◆ Text provided
YORK, Pa. — The York County commissioners approved the construction of two new transmission towers to address complaints of spotty reception in the southwestern part of the county.

County administrator Chuck Noll said the company that installed the county’s new 911 radio system, Harris Corp., has offered the county a considerable discount on the equipment that the project will require. It would normally come to about $1.4 million, but Harris has agreed to provide it for $600,000.

Even so, the engineering and construction will likely push the total cost to up around $1 million. That would put the total cost of installing the new system at about $400,000 or $500,000 over budget, Noll said.

Plans call for a transmitter on top of Hanover Hospital and another new tower at the West Manheim Township municipal building.

He said county officials won’t have a definite timeline until the engineering is done, but predicted the towers will likely be completed sometime next year.

“It will make things safer for my personnel, the firefighters of the Hanover area and the citizens of the Hanover area,” said Hanover Fire Commissioner James Roth, who attended the meeting.

◆ Dataset section
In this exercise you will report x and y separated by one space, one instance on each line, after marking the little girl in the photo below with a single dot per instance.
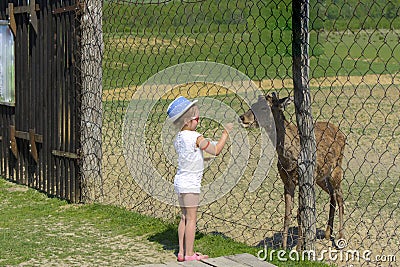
189 146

◆ Activity A
In the article about the York County transmission towers, where do plans place the two new transmitters?
◆ Activity B
Condense the paragraph beginning "County administrator Chuck Noll said" from the article about the York County transmission towers into one shorter sentence that keeps its main facts.
◆ Activity C
Continue the article about the York County transmission towers from its final sentence.

◆ Task answer A
One goes on top of Hanover Hospital and the other at the West Manheim Township municipal building.

◆ Task answer B
Noll said Harris Corp., which installed the county's new 911 radio system, has offered the project's equipment for $600,000 instead of the usual $1.4 million.

◆ Task answer C
County commissioner Doug Hoke suggested that “some kind of dialogue take place with the contractor.”

“I do believe correcting the coverage problems is essential, but I believe the cost should be paid by the contractor, not the taxpayers,” Hoke said.

Noll said that, technically, Harris Corp. fulfilled the terms

of its contract, which required a radio system that covers 95 percent of the county 95 percent of the time.

Since the county’s fire departments and EMS agencies switched to the $36 million digital 911 system, reviews from emergency responders have generally been good. But municipalities in the southwestern part of the county have complained repeatedly about it.

Eric Bistline, executive director of York County emergency services, gave commissioners a report on the situation at last week’s meeting. He said that distance and topography are preventing the digital system from reaching spots in Hanover borough and Penn and West Manheim Townships.

Firefighters there have been using the old, analog radios instead of the new digital ones, Bistline reported.

Responder reaction
A number of emergency service providers and municipal officials from the southwestern part of the county were present at Wednesday’s meeting. While they were pleased with the commissioners’ decision, they still wondered whether the new towers would solve their problems altogether.

“Nobody can answer that until we get down the road,” Hanover Fire Commissioner James Roth said. “It’s always been a problem in the Hanover area since the first dispatch system was set up in the 1970s. It’s because of our location.”

Manheim Township manager Loren Riebling said that, on Sunday night, emergency workers in his area were looking for a missing senior citizen who wandered off, and was eventually found. The searchers complained of distortion over their radios.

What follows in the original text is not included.